BEGIN RECORDS TO PROCESS

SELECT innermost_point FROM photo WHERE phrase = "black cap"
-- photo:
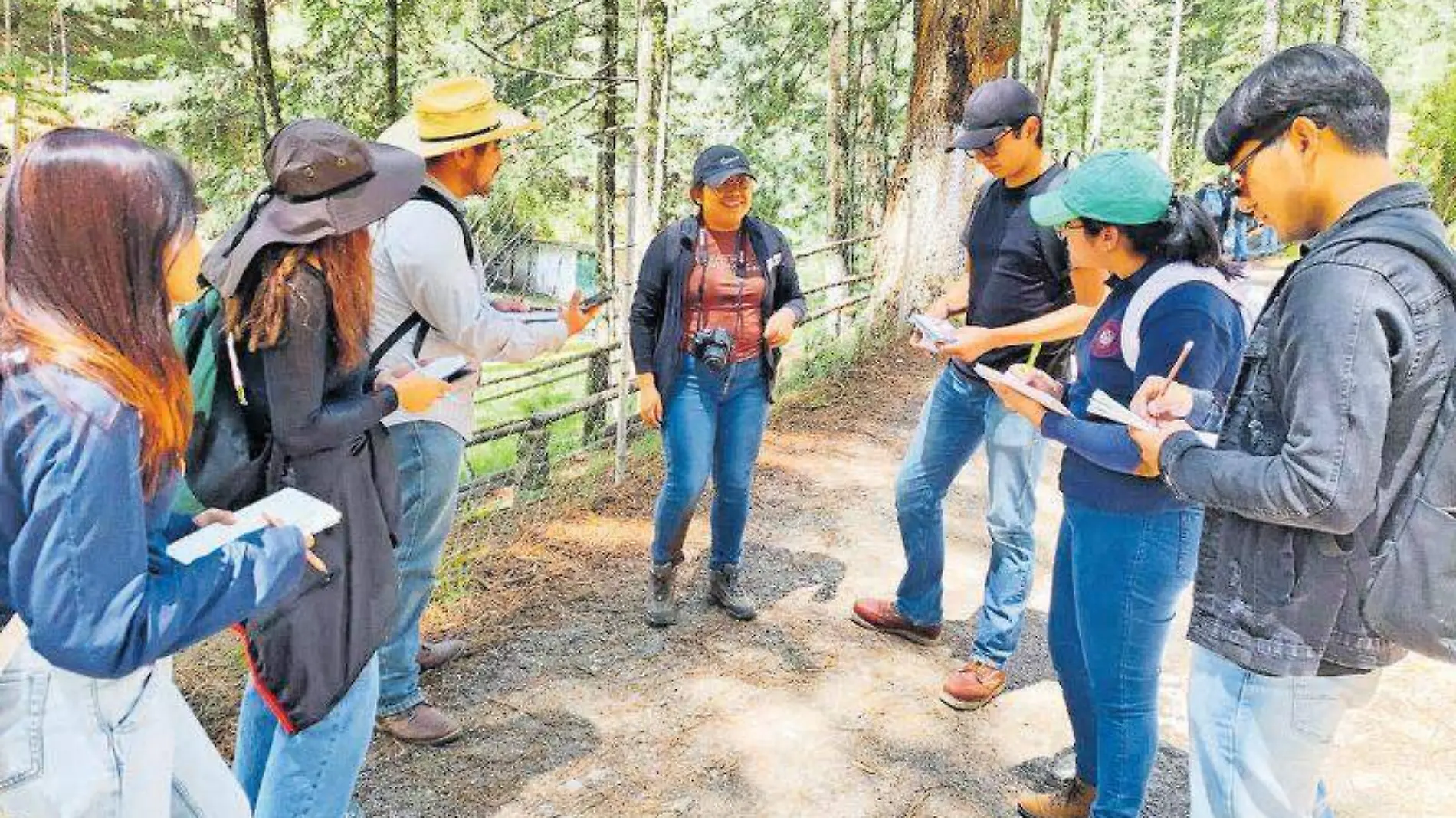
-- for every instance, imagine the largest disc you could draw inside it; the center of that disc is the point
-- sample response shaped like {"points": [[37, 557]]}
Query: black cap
{"points": [[720, 163], [990, 111]]}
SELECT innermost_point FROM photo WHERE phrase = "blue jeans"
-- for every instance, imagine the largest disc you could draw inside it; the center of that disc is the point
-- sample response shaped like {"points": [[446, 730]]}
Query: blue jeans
{"points": [[957, 418], [1114, 594], [428, 479], [130, 747], [1257, 743], [713, 424], [310, 774]]}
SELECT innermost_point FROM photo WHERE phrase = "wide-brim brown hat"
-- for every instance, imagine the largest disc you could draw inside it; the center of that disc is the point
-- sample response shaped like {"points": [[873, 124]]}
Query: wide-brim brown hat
{"points": [[456, 114], [323, 181]]}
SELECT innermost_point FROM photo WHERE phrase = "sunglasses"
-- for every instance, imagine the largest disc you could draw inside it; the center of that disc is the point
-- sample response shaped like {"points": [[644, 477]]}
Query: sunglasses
{"points": [[992, 147], [1232, 184]]}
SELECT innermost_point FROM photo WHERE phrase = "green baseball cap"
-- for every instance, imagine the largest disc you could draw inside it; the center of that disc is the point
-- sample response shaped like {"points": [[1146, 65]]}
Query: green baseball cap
{"points": [[1116, 187]]}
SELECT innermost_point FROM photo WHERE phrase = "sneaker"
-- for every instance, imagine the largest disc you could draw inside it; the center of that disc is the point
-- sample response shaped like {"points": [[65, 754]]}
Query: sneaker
{"points": [[433, 656], [726, 593], [1075, 801], [424, 724], [661, 609], [881, 614], [973, 686]]}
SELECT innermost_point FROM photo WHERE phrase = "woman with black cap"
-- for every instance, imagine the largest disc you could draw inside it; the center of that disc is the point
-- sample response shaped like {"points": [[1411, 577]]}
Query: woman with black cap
{"points": [[717, 297], [299, 294]]}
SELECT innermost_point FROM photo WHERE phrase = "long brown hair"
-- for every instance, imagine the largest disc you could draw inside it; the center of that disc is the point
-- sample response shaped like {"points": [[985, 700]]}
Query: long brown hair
{"points": [[260, 312], [89, 218]]}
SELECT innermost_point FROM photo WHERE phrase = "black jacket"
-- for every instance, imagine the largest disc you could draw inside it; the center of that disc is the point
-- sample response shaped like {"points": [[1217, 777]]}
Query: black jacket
{"points": [[330, 443], [1340, 386], [657, 309]]}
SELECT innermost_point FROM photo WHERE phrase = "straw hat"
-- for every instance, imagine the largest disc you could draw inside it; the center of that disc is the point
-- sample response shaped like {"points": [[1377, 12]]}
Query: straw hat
{"points": [[454, 114]]}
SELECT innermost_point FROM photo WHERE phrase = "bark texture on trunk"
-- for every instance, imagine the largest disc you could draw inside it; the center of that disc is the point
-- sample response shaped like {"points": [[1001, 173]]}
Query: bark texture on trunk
{"points": [[959, 45]]}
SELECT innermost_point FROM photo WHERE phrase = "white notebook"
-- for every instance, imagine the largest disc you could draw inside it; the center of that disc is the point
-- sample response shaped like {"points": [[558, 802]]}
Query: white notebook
{"points": [[1015, 383], [1104, 405], [289, 507]]}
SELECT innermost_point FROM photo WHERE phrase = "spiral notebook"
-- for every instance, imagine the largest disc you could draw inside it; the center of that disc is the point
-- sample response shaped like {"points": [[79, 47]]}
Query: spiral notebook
{"points": [[289, 507]]}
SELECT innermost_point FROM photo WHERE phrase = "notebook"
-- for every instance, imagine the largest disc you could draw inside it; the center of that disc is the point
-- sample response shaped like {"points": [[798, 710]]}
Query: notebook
{"points": [[1017, 384], [289, 507], [1104, 405]]}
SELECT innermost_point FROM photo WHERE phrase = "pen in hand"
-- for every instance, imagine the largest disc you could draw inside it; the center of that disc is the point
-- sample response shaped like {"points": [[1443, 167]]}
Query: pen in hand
{"points": [[1172, 373]]}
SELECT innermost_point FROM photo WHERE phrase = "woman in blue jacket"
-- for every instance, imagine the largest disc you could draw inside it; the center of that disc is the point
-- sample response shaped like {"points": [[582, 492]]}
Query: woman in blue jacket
{"points": [[1127, 545], [95, 417]]}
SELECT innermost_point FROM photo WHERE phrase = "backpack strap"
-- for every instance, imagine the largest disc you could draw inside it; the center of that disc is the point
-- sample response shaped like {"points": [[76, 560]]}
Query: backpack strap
{"points": [[1161, 284], [415, 321], [412, 322], [427, 194]]}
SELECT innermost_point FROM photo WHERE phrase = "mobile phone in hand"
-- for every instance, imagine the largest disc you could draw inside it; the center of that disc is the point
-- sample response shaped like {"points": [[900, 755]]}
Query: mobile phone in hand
{"points": [[592, 302]]}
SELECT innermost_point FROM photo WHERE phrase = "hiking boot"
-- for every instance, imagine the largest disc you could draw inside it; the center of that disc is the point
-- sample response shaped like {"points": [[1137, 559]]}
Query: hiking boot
{"points": [[726, 593], [422, 724], [661, 610], [1075, 801], [973, 686], [433, 656], [881, 614]]}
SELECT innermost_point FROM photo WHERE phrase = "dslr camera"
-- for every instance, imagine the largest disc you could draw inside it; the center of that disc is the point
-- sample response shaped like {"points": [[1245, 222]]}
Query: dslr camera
{"points": [[713, 347]]}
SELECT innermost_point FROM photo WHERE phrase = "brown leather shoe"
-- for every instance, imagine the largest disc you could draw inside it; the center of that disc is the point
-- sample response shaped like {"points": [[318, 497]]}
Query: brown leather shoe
{"points": [[1072, 803], [881, 614], [973, 686], [422, 724], [435, 656]]}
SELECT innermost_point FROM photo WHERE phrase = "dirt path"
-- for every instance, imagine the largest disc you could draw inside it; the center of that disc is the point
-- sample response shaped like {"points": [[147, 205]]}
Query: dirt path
{"points": [[576, 708]]}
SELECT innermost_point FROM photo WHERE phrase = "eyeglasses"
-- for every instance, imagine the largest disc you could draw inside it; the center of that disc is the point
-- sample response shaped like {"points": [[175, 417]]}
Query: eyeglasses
{"points": [[989, 150], [1066, 229]]}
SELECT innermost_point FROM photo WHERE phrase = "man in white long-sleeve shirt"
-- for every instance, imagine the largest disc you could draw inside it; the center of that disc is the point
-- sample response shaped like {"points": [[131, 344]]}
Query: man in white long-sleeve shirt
{"points": [[430, 303]]}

END RECORDS TO PROCESS

WORK REQUIRED
Without the images, write out all of the records exactly.

OUTPUT
SELECT innermost_point FROM photo WHERE phrase = "black cap"
-- photo:
-- for every instance, imagine the largest disc you could draw inside it; the center of that disc is the point
-- sample response shaped like {"points": [[37, 557]]}
Query: black cap
{"points": [[720, 163], [990, 111]]}
SELECT innermost_point FROM photo WHERE phrase = "blue jeans"
-- for every instance, imagine the largest disc you could draw inside it; the center of that disc is the point
-- sample response shaped like {"points": [[446, 730]]}
Query: blue jeans
{"points": [[957, 418], [1114, 594], [428, 479], [130, 747], [1257, 743], [713, 424], [310, 774]]}
SELECT innermost_point FROM photo WHERE phrase = "wide-brim brown hat"
-- for every instance, imagine the largest disc you could draw inside it; the center of that disc is the point
-- sample response shaped like {"points": [[873, 124]]}
Query: wide-brim brown hat
{"points": [[456, 114], [323, 181]]}
SELECT innermost_point FROM photo WHERE phrase = "sunglasses"
-- for every instance, imagine the largest disc you could draw inside it; the center of that disc is the point
-- sample response shaped like {"points": [[644, 477]]}
Query: sunglasses
{"points": [[992, 147], [1232, 184]]}
SELECT innermost_point FROM photo WHERE phrase = "green baseball cap"
-- for every instance, imagine the largest disc you could draw inside it; the center of that disc is the point
-- sample response shaped like {"points": [[1146, 65]]}
Query: green baseball cap
{"points": [[1116, 187]]}
SELECT innermost_point FROM photo WHERE phrase = "sneaker"
-- for every instance, imagine the largest disc you could draw inside it; the center of that disc is the point
-- sample response shaped like {"points": [[65, 754]]}
Query: sneaker
{"points": [[433, 656], [726, 593], [1075, 801], [424, 724], [661, 609], [881, 614], [973, 686]]}
SELECT innermost_point FROM photo WHERE phrase = "woman with black cap"
-- for every instance, imagine the largest disc you could draw inside it; the center of that disc is the point
-- sample response shaped like {"points": [[1411, 577]]}
Query: woman with black cap
{"points": [[717, 297], [299, 294]]}
SELECT innermost_point FROM photo WHERE phrase = "long brown hair"
-- for every instance, imagine the largest disc you could draw inside it; the center of that disc is the point
-- sample response shaped like {"points": [[985, 700]]}
Query: long brown hair
{"points": [[260, 312], [89, 218]]}
SELECT innermost_point FROM photo WHERE phrase = "black jacket"
-- for every instance, imagine the largest disc you could draw inside it; the center of that disc is the point
-- sample response shaped like {"points": [[1217, 777]]}
Query: black jacket
{"points": [[330, 443], [1340, 386], [657, 309]]}
SELECT innermost_point FROM photo WHERE phrase = "straw hat"
-- for every instance, imagine the largest disc you could draw inside it; the center of that disc is the point
-- sample response shaped like {"points": [[1377, 12]]}
Query: straw hat
{"points": [[454, 114]]}
SELECT innermost_point FROM photo WHERE phrase = "bark texture on trunk"
-- for every instance, imagine the largest disc you could draw inside it; the center of that disc is the point
-- sample response shaped like {"points": [[1001, 173]]}
Query: bark texture on trunk
{"points": [[959, 45]]}
SELECT innermost_point FROM photo WHERE phrase = "white notebook"
-- for every instance, imagine the largest disc you could draw inside it; the center of that disc is the point
-- sample response shaped like {"points": [[558, 802]]}
Query: white notebook
{"points": [[1015, 383], [1104, 405], [289, 507]]}
SELECT innermost_point FROM photo WHERE phrase = "spiral notebook"
-- for every instance, imagine the largest disc you could draw inside it; the center of that disc is the point
-- sample response shaped like {"points": [[79, 47]]}
Query: spiral notebook
{"points": [[289, 507]]}
SELECT innermost_point FROM photo WHERE phrase = "notebook"
-- for every instance, imagine the largest disc you could draw inside it; the center of that disc is the point
-- sample response shaped like {"points": [[798, 710]]}
Query: notebook
{"points": [[1017, 384], [289, 507], [1104, 405]]}
SELECT innermost_point FROM photo WHERE phrase = "pen in hand"
-- for every instance, imagine the largest disc you could draw inside it; the center of that disc is the point
-- sample response shaped like {"points": [[1443, 167]]}
Query: pen in hand
{"points": [[1172, 373]]}
SELECT innermost_point FROM photo WHERE phrase = "woman in blue jacket"
-- for every instance, imagine the largest disc you could draw inside it; the center of that disc is the point
-- sample response shaped like {"points": [[582, 492]]}
Query: woman in blue jacket
{"points": [[1127, 545], [95, 417]]}
SELECT innermost_point FROM photo WHERE phrase = "backpack strap"
-- for every instance, imagine the largest disc you could draw inside it; the center of that disc is the point
-- sample response shaped like {"points": [[76, 560]]}
Query: backpack strap
{"points": [[1161, 284], [415, 321], [412, 322], [427, 194]]}
SELECT innermost_point FROM photo WHERE phrase = "mobile phone in hand"
-- for every instance, imagine the largest disc you could draw inside it; the center of that disc is the point
-- sample response shaped like {"points": [[900, 755]]}
Query: mobile phone in hand
{"points": [[592, 302]]}
SELECT innermost_point FROM photo WHERE phrase = "hiking boot"
-- for every instance, imagine the largest disc you could draw inside it; the center of that disc is the point
-- sample response shaped like {"points": [[1137, 559]]}
Query: hiking boot
{"points": [[726, 593], [422, 724], [661, 610], [1075, 801], [973, 686], [433, 656], [881, 614]]}
SELECT innermost_point FROM photo WHERE phrase = "dslr camera"
-- for every instance, imagine the largest disc you could draw inside it; the center of that disc is the point
-- sample response shaped like {"points": [[1245, 222]]}
Query: dslr camera
{"points": [[713, 347]]}
SELECT innermost_point FROM photo WHERE phrase = "brown leather shoe"
-- for every instance, imagine the largest disc you could draw inside it; the center of that disc is the point
-- sample response shaped like {"points": [[318, 497]]}
Query: brown leather shoe
{"points": [[1072, 803], [881, 614], [973, 686], [422, 724], [435, 656]]}
SELECT innermost_point FROM photo WHERE phrase = "dirt path"
-- for every instance, imagine the largest disc you could draw inside it; the center of that disc is the point
-- sample response shaped like {"points": [[147, 205]]}
Query: dirt path
{"points": [[576, 708]]}
SELECT innermost_point FROM photo WHERE phrase = "eyeglasses"
-- for every instance, imagine the largest disc you could draw inside it; the center of that disc is the point
-- sample response shaped like {"points": [[175, 417]]}
Query: eyeglasses
{"points": [[989, 150], [1066, 229]]}
SELECT innermost_point FROM photo WHERE phrase = "man in white long-sleeve shirt"
-- for every instance, imagine the largest disc you could draw inside it; the center of that disc is the point
-- sample response shaped like {"points": [[131, 344]]}
Query: man in white long-sleeve shirt
{"points": [[430, 303]]}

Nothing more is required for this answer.